-- begin EXERCISE MATERIALS --

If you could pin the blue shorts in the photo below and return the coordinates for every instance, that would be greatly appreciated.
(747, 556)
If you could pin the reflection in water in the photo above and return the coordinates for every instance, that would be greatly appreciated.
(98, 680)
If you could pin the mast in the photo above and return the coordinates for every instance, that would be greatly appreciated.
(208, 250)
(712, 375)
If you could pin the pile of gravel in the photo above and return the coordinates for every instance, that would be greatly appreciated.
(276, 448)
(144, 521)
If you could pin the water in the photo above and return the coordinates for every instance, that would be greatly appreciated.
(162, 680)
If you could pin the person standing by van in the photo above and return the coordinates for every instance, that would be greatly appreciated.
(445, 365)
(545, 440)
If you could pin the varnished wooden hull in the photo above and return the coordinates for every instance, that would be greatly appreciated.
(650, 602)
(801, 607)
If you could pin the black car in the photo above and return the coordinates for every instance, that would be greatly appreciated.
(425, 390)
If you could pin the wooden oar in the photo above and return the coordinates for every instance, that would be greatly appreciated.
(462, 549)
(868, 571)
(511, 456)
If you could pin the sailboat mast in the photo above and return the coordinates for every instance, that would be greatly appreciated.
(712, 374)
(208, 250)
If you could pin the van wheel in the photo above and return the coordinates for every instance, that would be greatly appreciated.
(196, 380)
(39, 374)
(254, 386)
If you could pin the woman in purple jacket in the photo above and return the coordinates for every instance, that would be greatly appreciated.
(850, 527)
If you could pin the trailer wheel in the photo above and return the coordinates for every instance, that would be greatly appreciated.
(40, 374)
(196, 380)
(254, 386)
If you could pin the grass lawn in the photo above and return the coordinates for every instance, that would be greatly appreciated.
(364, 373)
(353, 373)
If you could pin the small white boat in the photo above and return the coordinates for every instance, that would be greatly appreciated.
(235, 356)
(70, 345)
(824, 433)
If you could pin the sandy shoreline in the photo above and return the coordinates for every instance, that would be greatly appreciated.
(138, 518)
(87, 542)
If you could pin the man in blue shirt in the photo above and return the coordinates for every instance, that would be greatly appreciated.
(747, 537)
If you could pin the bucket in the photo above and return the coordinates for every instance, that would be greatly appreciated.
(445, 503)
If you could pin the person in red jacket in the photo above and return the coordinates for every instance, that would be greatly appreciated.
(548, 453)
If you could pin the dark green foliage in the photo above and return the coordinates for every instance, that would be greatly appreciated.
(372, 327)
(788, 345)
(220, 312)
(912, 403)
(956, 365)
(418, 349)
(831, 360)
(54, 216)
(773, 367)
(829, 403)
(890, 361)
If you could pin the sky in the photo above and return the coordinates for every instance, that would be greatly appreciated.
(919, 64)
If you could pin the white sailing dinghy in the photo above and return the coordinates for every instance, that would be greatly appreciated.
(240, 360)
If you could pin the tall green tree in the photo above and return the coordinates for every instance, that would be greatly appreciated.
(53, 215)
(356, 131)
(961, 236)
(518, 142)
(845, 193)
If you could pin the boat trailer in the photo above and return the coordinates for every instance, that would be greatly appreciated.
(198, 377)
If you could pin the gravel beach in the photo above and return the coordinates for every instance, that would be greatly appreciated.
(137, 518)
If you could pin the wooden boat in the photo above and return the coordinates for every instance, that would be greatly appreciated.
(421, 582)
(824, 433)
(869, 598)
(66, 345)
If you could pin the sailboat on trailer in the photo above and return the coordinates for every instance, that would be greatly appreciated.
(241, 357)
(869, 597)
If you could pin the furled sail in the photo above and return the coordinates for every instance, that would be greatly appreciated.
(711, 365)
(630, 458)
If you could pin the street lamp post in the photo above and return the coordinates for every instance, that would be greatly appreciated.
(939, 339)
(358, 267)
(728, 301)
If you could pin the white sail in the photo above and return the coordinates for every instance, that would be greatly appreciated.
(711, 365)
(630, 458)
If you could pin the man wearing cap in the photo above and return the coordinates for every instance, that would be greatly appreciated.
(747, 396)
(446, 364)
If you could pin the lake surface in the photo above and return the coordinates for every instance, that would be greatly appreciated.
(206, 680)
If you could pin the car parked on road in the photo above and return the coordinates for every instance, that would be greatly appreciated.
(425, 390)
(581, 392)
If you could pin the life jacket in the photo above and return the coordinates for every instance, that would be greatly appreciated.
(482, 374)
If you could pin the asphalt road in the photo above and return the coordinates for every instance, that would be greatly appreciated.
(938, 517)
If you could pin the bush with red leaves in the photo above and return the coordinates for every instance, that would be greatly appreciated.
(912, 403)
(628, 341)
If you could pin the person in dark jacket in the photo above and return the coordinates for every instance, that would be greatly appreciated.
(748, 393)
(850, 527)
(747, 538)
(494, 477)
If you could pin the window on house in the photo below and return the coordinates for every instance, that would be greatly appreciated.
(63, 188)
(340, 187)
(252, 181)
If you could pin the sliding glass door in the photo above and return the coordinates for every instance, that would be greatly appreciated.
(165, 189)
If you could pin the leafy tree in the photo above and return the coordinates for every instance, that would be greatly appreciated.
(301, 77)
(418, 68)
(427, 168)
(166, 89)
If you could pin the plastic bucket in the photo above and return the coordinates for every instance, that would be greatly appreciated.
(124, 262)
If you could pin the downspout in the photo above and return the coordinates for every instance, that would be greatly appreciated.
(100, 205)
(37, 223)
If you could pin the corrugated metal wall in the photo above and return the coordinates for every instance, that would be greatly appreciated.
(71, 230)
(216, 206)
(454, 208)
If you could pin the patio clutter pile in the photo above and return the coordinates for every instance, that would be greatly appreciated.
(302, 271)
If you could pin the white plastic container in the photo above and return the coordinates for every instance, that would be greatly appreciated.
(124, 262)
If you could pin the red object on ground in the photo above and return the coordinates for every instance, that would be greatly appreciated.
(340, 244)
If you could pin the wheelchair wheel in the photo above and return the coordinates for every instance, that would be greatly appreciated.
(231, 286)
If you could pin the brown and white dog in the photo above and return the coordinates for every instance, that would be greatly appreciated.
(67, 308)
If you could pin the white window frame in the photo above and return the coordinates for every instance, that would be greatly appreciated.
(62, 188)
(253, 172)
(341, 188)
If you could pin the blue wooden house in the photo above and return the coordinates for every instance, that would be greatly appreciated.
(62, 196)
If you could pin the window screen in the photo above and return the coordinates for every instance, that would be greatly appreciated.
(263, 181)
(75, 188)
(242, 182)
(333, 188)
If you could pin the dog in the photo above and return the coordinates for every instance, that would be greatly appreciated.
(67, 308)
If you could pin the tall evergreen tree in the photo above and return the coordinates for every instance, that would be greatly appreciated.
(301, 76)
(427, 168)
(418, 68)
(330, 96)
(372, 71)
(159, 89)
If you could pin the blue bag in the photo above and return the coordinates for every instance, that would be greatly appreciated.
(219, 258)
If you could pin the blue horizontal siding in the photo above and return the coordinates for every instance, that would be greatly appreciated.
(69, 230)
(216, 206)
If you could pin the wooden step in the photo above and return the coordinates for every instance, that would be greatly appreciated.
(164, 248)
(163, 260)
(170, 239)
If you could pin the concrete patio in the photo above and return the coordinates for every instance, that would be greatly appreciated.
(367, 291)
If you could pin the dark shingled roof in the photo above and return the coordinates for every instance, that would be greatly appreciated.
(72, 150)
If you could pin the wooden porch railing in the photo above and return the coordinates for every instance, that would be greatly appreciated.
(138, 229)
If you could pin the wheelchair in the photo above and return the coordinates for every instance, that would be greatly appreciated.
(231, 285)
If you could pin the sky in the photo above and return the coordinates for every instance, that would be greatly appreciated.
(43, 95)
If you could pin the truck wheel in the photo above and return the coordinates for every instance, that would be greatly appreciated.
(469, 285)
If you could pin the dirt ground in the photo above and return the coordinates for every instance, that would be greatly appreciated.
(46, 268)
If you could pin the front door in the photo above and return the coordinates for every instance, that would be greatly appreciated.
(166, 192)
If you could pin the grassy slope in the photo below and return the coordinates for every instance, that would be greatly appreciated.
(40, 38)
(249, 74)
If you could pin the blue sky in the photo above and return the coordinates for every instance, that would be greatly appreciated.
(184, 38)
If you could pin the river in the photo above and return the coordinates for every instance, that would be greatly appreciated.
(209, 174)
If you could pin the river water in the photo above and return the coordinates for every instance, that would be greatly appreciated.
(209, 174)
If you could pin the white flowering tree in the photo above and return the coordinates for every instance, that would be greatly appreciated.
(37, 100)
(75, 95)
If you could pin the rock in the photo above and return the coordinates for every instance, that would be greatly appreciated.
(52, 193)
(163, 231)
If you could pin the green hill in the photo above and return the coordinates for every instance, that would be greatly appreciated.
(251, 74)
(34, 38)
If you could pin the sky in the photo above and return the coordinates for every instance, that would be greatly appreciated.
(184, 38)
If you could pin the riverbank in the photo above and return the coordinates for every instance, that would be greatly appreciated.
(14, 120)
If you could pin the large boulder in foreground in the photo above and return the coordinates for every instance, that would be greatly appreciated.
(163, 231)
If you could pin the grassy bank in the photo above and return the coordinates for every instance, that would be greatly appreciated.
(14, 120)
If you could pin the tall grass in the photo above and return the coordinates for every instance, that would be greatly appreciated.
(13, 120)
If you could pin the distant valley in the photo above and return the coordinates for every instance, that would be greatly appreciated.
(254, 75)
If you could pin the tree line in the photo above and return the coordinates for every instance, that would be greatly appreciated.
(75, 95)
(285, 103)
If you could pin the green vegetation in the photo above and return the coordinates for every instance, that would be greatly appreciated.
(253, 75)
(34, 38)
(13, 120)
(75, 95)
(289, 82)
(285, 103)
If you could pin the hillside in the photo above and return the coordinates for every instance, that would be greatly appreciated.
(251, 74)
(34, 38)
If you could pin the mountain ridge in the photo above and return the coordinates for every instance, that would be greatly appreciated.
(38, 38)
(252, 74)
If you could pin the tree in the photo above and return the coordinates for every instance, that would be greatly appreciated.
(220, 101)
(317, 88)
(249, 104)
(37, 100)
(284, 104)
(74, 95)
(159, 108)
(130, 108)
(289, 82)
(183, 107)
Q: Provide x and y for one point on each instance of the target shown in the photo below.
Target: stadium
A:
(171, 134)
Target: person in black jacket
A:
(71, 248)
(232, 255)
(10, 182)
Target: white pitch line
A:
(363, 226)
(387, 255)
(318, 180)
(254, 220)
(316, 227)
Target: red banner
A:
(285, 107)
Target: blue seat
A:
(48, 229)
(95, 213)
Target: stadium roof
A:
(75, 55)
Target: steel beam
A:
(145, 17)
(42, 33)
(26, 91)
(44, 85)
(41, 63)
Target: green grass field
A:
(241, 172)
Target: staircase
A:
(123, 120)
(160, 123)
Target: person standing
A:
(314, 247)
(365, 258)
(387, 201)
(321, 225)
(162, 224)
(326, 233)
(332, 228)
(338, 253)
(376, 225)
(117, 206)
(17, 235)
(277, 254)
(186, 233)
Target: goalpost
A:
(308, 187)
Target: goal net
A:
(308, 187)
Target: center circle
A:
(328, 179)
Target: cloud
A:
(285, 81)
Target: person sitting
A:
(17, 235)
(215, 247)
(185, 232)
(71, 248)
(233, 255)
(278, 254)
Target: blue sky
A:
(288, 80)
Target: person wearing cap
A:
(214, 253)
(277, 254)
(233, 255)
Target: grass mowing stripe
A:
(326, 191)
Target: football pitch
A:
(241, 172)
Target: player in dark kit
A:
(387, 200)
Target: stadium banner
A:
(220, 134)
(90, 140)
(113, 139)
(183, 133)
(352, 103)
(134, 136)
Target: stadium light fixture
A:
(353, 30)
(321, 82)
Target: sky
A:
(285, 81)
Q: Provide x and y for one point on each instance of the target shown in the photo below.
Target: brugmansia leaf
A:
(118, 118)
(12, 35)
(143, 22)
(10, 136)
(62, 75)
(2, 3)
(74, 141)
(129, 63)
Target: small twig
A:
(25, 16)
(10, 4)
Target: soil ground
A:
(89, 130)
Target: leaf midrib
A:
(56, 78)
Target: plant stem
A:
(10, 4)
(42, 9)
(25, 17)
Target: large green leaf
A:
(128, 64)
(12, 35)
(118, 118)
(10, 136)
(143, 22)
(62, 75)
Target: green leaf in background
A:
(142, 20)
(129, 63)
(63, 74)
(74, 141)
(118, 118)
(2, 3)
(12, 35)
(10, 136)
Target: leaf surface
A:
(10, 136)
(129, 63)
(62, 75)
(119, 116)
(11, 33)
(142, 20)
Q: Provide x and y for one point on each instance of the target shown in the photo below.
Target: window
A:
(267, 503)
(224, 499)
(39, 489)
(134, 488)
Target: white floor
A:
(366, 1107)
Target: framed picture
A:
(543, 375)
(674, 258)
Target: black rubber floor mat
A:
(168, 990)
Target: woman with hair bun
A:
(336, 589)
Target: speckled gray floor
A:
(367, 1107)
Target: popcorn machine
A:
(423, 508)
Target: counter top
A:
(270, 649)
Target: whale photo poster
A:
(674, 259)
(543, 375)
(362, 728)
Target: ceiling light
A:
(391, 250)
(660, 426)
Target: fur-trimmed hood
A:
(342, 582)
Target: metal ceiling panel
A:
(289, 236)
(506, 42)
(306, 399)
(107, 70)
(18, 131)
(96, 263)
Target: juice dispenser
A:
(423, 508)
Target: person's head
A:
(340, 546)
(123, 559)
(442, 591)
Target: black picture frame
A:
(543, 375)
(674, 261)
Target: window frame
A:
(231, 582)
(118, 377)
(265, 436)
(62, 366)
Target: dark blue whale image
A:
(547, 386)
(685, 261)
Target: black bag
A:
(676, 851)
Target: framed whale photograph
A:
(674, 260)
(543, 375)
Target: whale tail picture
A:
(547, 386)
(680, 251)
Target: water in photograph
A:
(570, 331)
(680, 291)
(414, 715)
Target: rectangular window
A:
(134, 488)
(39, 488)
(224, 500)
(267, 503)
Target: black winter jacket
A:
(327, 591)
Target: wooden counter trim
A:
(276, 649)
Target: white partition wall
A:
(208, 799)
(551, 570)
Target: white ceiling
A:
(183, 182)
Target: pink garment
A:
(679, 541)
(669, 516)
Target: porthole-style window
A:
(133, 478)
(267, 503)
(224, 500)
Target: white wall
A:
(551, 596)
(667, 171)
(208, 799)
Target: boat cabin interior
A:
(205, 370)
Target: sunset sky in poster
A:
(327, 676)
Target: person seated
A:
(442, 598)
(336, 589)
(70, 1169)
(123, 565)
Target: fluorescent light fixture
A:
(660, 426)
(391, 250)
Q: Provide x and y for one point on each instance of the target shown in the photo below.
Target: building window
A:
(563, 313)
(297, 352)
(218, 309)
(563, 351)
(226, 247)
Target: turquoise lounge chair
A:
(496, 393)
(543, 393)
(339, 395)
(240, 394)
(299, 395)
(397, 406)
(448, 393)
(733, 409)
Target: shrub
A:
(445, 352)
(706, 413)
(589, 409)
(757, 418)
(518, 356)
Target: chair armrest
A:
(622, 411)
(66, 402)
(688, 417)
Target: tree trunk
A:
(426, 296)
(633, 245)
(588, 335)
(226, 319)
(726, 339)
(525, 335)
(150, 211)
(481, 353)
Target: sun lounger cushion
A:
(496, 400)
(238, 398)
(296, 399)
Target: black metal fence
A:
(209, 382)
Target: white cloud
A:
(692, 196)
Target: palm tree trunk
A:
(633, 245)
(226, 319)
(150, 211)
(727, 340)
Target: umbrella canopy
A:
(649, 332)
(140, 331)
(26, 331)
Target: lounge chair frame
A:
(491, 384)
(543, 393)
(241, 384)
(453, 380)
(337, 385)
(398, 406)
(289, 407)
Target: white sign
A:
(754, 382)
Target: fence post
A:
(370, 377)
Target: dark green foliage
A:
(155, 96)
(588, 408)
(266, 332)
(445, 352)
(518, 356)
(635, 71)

-- end EXERCISE MATERIALS --

## YOUR GOAL
Turn the entries above into a numbered list, starting at the line holding "Target: window frame" and running through the final line, both included. Leave out any blank lines.

## THE COMPLETED TASK
1. Target: window frame
2. A:
3. (231, 582)
4. (118, 377)
5. (265, 436)
6. (62, 366)
7. Target: dark blue whale image
8. A:
9. (547, 386)
10. (685, 261)
11. Target: black bag
12. A:
13. (676, 851)
14. Target: framed whale photograph
15. A:
16. (674, 260)
17. (543, 375)
18. Target: whale tail picture
19. A:
20. (547, 386)
21. (680, 251)
22. Target: water in photograph
23. A:
24. (570, 331)
25. (680, 291)
26. (414, 715)
27. Target: rectangular window
28. A:
29. (134, 488)
30. (39, 488)
31. (224, 500)
32. (267, 503)
33. Target: black winter jacket
34. A:
35. (327, 591)
36. Target: wooden counter trim
37. A:
38. (276, 649)
39. Target: white partition wall
40. A:
41. (208, 799)
42. (551, 570)
43. Target: white ceiling
44. A:
45. (183, 182)
46. Target: pink garment
47. A:
48. (679, 541)
49. (669, 516)
50. Target: porthole-style window
51. A:
52. (133, 478)
53. (267, 503)
54. (224, 500)
55. Target: white wall
56. A:
57. (551, 596)
58. (667, 171)
59. (208, 799)
60. Target: boat cabin interior
61. A:
62. (205, 370)
63. Target: sunset sky in poster
64. A:
65. (327, 676)
66. Target: person seated
67. A:
68. (442, 598)
69. (336, 589)
70. (70, 1169)
71. (123, 565)
72. Target: fluorescent light fixture
73. A:
74. (660, 426)
75. (391, 250)
76. Q: Provide x and y for one point on each instance of the target shown in the photo below.
77. Target: building window
78. A:
79. (563, 313)
80. (297, 352)
81. (218, 309)
82. (563, 351)
83. (226, 247)
84. Target: turquoise lounge chair
85. A:
86. (496, 393)
87. (543, 393)
88. (339, 395)
89. (240, 394)
90. (299, 395)
91. (397, 406)
92. (448, 393)
93. (733, 409)
94. Target: shrub
95. A:
96. (445, 352)
97. (706, 413)
98. (589, 409)
99. (757, 418)
100. (518, 356)
101. Target: chair armrest
102. A:
103. (622, 411)
104. (66, 402)
105. (688, 417)
106. Target: tree trunk
107. A:
108. (426, 296)
109. (633, 245)
110. (588, 335)
111. (226, 319)
112. (726, 339)
113. (525, 335)
114. (150, 211)
115. (481, 353)
116. Target: sun lounger cushion
117. A:
118. (496, 400)
119. (238, 398)
120. (296, 399)
121. Target: black metal fence
122. A:
123. (209, 382)
124. Target: white cloud
125. A:
126. (692, 196)
127. Target: palm tree trunk
128. A:
129. (633, 245)
130. (226, 319)
131. (150, 211)
132. (727, 340)
133. Target: umbrella canopy
134. A:
135. (649, 332)
136. (140, 331)
137. (26, 331)
138. Target: lounge chair frame
139. A:
140. (491, 384)
141. (543, 393)
142. (241, 384)
143. (453, 380)
144. (337, 385)
145. (398, 406)
146. (289, 407)
147. Target: white sign
148. A:
149. (754, 382)
150. Target: fence post
151. A:
152. (370, 377)
153. Target: dark green foliage
154. A:
155. (155, 96)
156. (588, 408)
157. (266, 332)
158. (445, 352)
159. (518, 356)
160. (635, 71)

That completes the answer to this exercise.